**GOAL**
Rewrite the records below, substituting "Item to locate" for every "Object to find" and leaving everything else as it is. Leave the pictures out of your answer.

— START OF PROVIDED RECORDS —

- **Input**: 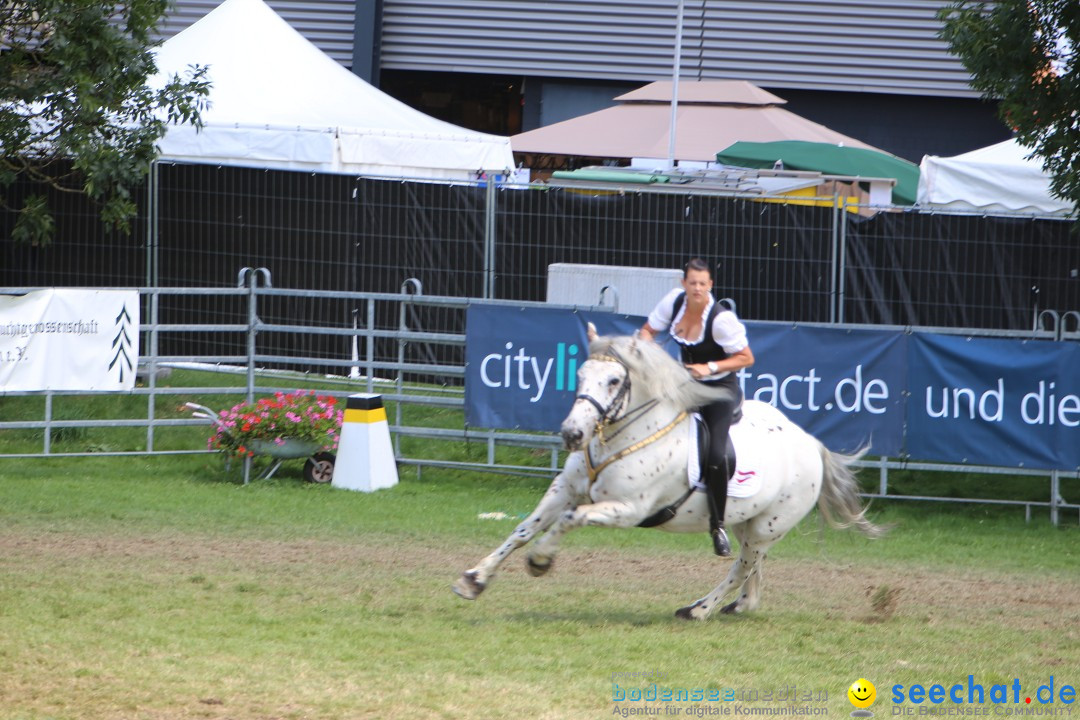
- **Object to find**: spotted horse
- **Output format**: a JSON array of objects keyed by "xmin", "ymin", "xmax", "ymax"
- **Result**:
[{"xmin": 453, "ymin": 325, "xmax": 883, "ymax": 620}]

— END OF PROVIDED RECORDS —

**EXERCISE SOLUTION**
- **Input**: 
- **Item to locate**: spotted horse
- **Output format**: a JSON array of objects keyed by "xmin", "ymin", "xmax", "ymax"
- **Result**:
[{"xmin": 453, "ymin": 325, "xmax": 883, "ymax": 620}]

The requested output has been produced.